Write down the whole listing below again without changing a word.

Records to process –
________________________________________
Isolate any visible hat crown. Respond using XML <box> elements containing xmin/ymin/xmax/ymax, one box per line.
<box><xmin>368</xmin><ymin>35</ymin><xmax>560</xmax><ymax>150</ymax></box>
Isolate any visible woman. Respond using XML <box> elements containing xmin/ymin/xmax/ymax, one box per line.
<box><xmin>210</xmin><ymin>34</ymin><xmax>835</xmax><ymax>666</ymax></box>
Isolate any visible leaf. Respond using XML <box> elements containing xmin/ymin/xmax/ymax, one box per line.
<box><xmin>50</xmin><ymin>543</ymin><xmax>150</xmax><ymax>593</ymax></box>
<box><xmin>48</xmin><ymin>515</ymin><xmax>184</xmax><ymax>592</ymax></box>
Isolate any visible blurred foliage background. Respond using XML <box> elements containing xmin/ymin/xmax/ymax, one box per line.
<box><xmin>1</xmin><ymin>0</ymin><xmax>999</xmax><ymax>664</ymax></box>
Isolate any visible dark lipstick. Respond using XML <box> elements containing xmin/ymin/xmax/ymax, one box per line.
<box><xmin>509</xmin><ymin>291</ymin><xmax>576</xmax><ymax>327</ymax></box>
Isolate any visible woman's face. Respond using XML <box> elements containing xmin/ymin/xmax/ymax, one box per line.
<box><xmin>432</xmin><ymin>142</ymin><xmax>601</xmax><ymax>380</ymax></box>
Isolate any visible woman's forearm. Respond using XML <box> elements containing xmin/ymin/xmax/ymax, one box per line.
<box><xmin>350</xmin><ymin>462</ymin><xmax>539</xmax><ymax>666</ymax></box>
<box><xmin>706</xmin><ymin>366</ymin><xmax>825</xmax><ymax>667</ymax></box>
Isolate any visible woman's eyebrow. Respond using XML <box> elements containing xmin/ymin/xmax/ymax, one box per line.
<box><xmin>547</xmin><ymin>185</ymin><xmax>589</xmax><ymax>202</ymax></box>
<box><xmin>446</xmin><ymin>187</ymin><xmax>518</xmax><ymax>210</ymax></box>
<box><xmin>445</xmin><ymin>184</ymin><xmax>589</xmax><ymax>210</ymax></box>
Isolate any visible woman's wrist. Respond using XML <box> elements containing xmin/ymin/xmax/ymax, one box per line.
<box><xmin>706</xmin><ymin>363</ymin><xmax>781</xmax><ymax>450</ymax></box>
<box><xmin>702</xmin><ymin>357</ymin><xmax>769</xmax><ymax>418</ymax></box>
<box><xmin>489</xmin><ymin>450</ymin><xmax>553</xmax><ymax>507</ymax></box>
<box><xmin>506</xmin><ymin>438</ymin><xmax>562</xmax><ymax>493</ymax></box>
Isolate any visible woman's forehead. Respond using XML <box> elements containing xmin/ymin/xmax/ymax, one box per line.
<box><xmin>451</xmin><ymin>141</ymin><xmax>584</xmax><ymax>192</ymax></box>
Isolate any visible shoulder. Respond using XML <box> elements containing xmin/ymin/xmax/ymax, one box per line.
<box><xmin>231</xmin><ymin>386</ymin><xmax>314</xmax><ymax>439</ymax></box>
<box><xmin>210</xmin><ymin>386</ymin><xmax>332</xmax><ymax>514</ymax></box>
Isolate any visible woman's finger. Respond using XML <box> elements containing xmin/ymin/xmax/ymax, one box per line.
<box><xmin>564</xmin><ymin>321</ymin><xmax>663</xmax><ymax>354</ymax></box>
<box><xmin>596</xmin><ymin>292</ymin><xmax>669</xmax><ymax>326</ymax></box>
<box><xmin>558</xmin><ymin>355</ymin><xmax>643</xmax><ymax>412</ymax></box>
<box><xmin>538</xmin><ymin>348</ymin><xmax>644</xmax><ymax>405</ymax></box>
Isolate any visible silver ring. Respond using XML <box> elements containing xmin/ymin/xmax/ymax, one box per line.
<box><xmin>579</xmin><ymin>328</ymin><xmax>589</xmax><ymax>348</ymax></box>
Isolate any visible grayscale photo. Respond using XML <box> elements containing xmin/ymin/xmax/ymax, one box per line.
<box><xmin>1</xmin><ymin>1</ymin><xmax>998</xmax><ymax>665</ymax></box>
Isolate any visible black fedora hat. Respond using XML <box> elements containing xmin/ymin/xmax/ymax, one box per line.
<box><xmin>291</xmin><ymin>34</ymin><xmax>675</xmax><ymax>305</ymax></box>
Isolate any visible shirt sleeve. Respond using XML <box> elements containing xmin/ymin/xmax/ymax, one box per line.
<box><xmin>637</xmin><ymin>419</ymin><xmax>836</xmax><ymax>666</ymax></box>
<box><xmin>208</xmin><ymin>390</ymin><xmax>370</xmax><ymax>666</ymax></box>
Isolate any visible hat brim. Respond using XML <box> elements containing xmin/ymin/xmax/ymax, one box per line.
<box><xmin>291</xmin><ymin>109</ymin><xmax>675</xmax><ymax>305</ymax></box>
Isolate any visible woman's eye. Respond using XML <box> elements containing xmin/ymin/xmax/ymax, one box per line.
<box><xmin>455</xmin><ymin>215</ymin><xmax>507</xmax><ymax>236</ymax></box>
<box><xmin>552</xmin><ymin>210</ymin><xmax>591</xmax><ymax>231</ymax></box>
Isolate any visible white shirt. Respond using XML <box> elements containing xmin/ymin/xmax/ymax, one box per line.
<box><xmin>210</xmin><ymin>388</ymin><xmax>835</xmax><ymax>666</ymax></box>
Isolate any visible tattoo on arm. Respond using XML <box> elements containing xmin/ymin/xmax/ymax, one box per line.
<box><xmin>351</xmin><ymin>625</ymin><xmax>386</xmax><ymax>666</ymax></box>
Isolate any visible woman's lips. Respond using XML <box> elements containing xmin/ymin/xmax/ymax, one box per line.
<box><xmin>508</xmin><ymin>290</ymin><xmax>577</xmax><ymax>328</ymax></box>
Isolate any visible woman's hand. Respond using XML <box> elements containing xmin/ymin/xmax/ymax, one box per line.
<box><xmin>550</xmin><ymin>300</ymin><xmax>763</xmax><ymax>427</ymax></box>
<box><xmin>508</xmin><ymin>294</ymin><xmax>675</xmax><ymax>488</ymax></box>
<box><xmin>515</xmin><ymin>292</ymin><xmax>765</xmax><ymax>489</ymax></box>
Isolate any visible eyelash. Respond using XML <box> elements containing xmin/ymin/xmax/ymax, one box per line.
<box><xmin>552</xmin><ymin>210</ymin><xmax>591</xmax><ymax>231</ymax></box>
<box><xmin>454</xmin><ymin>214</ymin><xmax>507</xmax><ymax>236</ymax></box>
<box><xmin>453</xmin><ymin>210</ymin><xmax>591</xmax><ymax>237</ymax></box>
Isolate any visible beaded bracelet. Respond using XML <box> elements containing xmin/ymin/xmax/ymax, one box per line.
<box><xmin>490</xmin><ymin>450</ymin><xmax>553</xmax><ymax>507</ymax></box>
________________________________________
Answer below –
Isolate any visible hat crown. Respond using XML <box> elements containing xmin/ymin/xmax/ymax, one box per line.
<box><xmin>368</xmin><ymin>35</ymin><xmax>560</xmax><ymax>150</ymax></box>
Isolate any visible woman. Respond using XML <box> elements containing xmin/ymin/xmax/ymax, one box per line.
<box><xmin>210</xmin><ymin>34</ymin><xmax>835</xmax><ymax>666</ymax></box>
Isolate any visible leaf. Respond using XML <box> elements containing xmin/ymin/xmax/ymax, one box per line.
<box><xmin>50</xmin><ymin>543</ymin><xmax>150</xmax><ymax>593</ymax></box>
<box><xmin>48</xmin><ymin>515</ymin><xmax>184</xmax><ymax>592</ymax></box>
Isolate any visible blurred foliage background. Respond using XML <box> elements containing xmin/ymin/xmax/ymax, one box per line.
<box><xmin>1</xmin><ymin>0</ymin><xmax>999</xmax><ymax>664</ymax></box>
Isolate any visible dark lipstick. Respond using XML <box> elements containing xmin/ymin/xmax/ymax, one box per line.
<box><xmin>509</xmin><ymin>291</ymin><xmax>576</xmax><ymax>327</ymax></box>
Isolate any visible woman's face. Respond using XML <box> elements containing xmin/ymin/xmax/ymax, one box per line.
<box><xmin>432</xmin><ymin>142</ymin><xmax>601</xmax><ymax>380</ymax></box>
Isolate any visible woman's forearm. Respond using XML <box> elements containing xmin/ymin/xmax/ymax, one box per line.
<box><xmin>350</xmin><ymin>462</ymin><xmax>539</xmax><ymax>666</ymax></box>
<box><xmin>706</xmin><ymin>366</ymin><xmax>825</xmax><ymax>667</ymax></box>
Isolate any visible woman's eyebrow. Respond using XML <box> elements containing xmin/ymin/xmax/ymax, one box per line.
<box><xmin>547</xmin><ymin>185</ymin><xmax>589</xmax><ymax>202</ymax></box>
<box><xmin>446</xmin><ymin>187</ymin><xmax>518</xmax><ymax>210</ymax></box>
<box><xmin>445</xmin><ymin>184</ymin><xmax>589</xmax><ymax>210</ymax></box>
Isolate any visible woman's wrist. Respond using XML <box> elements containing xmin/ymin/xmax/ymax, one box per line.
<box><xmin>706</xmin><ymin>363</ymin><xmax>781</xmax><ymax>450</ymax></box>
<box><xmin>702</xmin><ymin>357</ymin><xmax>769</xmax><ymax>418</ymax></box>
<box><xmin>489</xmin><ymin>450</ymin><xmax>553</xmax><ymax>507</ymax></box>
<box><xmin>506</xmin><ymin>438</ymin><xmax>562</xmax><ymax>493</ymax></box>
Isolate any visible woman's forehead. Respond using XML <box> elements containing xmin/ymin/xmax/ymax, one box per line.
<box><xmin>451</xmin><ymin>141</ymin><xmax>584</xmax><ymax>192</ymax></box>
Isolate any visible shoulder. Respond using XML <box> elements containing xmin/ymin/xmax/ymax, one box per line.
<box><xmin>231</xmin><ymin>386</ymin><xmax>314</xmax><ymax>439</ymax></box>
<box><xmin>210</xmin><ymin>386</ymin><xmax>332</xmax><ymax>514</ymax></box>
Isolate any visible woman's finger. Respond using XML <box> elements containing xmin/ymin/xmax/ymax, one box per line.
<box><xmin>564</xmin><ymin>321</ymin><xmax>663</xmax><ymax>354</ymax></box>
<box><xmin>596</xmin><ymin>292</ymin><xmax>669</xmax><ymax>326</ymax></box>
<box><xmin>558</xmin><ymin>355</ymin><xmax>643</xmax><ymax>412</ymax></box>
<box><xmin>538</xmin><ymin>348</ymin><xmax>644</xmax><ymax>405</ymax></box>
Isolate any visible silver ring. Respond using XML <box> elements containing xmin/ymin/xmax/ymax, one box per line.
<box><xmin>579</xmin><ymin>328</ymin><xmax>589</xmax><ymax>348</ymax></box>
Isolate any visible grayscale photo. Respond using XML <box> elements containing xmin/ymin/xmax/ymax, one box per line.
<box><xmin>1</xmin><ymin>1</ymin><xmax>998</xmax><ymax>665</ymax></box>
Isolate any visible black fedora hat. Respond using XML <box> elements containing xmin/ymin/xmax/ymax, one box per line.
<box><xmin>291</xmin><ymin>34</ymin><xmax>675</xmax><ymax>305</ymax></box>
Isolate any visible shirt sleeve. Respond using XML <box> elements containing xmin/ymin/xmax/ymax, one box per line.
<box><xmin>637</xmin><ymin>419</ymin><xmax>836</xmax><ymax>666</ymax></box>
<box><xmin>208</xmin><ymin>390</ymin><xmax>370</xmax><ymax>666</ymax></box>
Isolate any visible hat brim. Respond using XML <box> elements containing xmin/ymin/xmax/ymax, one box per line.
<box><xmin>291</xmin><ymin>109</ymin><xmax>675</xmax><ymax>305</ymax></box>
Isolate any visible woman's eye. Respond using XML <box> elements containing xmin/ymin/xmax/ymax, one box per line.
<box><xmin>455</xmin><ymin>215</ymin><xmax>507</xmax><ymax>236</ymax></box>
<box><xmin>552</xmin><ymin>210</ymin><xmax>591</xmax><ymax>231</ymax></box>
Isolate any visible white shirt. Respond using XML <box> elements containing xmin/ymin/xmax/ymax, one box per line.
<box><xmin>210</xmin><ymin>388</ymin><xmax>835</xmax><ymax>666</ymax></box>
Isolate any visible tattoo on arm. Respond using XML <box> elements containing xmin/ymin/xmax/ymax, one box per line.
<box><xmin>351</xmin><ymin>625</ymin><xmax>386</xmax><ymax>666</ymax></box>
Isolate any visible woman's lips. Respond using XML <box> elements containing xmin/ymin/xmax/ymax, one box per line.
<box><xmin>508</xmin><ymin>290</ymin><xmax>577</xmax><ymax>328</ymax></box>
Isolate any visible woman's hand. Respond using XML <box> elements containing xmin/ymin/xmax/ymax, one box per line.
<box><xmin>550</xmin><ymin>300</ymin><xmax>763</xmax><ymax>427</ymax></box>
<box><xmin>508</xmin><ymin>294</ymin><xmax>675</xmax><ymax>488</ymax></box>
<box><xmin>515</xmin><ymin>292</ymin><xmax>765</xmax><ymax>489</ymax></box>
Isolate any visible eyelash. Respond using XML <box> elements containing xmin/ymin/xmax/ymax, one box per line.
<box><xmin>552</xmin><ymin>210</ymin><xmax>591</xmax><ymax>231</ymax></box>
<box><xmin>454</xmin><ymin>214</ymin><xmax>507</xmax><ymax>236</ymax></box>
<box><xmin>453</xmin><ymin>210</ymin><xmax>591</xmax><ymax>237</ymax></box>
Isolate any visible beaded bracelet. Respond using XML <box> elements containing xmin/ymin/xmax/ymax, one box per line.
<box><xmin>490</xmin><ymin>450</ymin><xmax>553</xmax><ymax>507</ymax></box>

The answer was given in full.